Exercise description: Transcribe verbatim every line from the line containing "Task: indicate one point on every instance of the rock outcrop" to the end of the entries, including both endpoints. Output nothing beyond those lines.

Given data:

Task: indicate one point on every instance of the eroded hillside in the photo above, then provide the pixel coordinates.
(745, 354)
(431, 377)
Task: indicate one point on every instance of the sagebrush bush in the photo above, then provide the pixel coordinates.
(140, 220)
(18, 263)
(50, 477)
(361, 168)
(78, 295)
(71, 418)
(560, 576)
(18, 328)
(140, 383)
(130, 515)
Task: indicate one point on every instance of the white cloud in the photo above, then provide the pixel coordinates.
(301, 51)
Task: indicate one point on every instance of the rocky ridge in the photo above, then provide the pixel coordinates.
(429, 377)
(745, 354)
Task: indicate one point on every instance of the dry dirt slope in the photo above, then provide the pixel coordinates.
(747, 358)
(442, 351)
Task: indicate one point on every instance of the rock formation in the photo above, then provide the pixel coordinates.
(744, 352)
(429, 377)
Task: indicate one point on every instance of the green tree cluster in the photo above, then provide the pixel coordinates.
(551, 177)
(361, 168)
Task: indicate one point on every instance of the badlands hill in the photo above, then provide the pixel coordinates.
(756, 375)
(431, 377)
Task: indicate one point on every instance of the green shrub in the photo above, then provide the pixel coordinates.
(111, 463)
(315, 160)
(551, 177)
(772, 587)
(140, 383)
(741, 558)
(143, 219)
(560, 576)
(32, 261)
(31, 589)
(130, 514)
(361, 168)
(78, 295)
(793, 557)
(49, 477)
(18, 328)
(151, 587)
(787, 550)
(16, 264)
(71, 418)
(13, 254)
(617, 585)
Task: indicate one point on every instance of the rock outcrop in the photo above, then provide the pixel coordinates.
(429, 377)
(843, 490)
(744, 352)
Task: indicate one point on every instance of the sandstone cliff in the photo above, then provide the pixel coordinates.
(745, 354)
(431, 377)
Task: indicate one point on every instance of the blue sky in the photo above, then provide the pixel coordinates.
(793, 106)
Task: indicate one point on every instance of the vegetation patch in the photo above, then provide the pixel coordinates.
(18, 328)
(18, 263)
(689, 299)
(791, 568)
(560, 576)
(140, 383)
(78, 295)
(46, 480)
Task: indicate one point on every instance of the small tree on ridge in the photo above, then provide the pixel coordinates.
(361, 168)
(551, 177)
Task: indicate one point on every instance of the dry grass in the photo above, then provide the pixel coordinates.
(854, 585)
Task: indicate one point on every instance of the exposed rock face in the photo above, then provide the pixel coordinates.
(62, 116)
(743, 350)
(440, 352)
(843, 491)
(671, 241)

Exercise response:
Task: indicate one point on every instance of the rock outcrop in the photo above, then provide the pixel coordinates.
(429, 377)
(843, 490)
(744, 352)
Task: indicate one point on every instance of the sandstone cliff in the photo above, then provide the pixel coordinates.
(745, 354)
(431, 377)
Task: indicate one point on every instance of the blue sky in the photo above, then provide the pixel coordinates.
(793, 106)
Task: indicate one point on every instance of the vegetation patch in the photo above, then provide the pixel coordinates.
(18, 328)
(18, 263)
(689, 299)
(791, 568)
(560, 576)
(140, 383)
(78, 295)
(46, 480)
Task: indicate one point on every instance of the small tree on ridge in the photo above, then provide the pixel coordinates.
(361, 168)
(551, 177)
Task: indicate one point on every instance of the dry grass in the photo above, then provide the pixel coordinates.
(854, 585)
Task: indicate one point on every instance of the exposed rock face in the photo above, then provide the pixel coordinates.
(62, 116)
(743, 350)
(440, 352)
(843, 491)
(671, 241)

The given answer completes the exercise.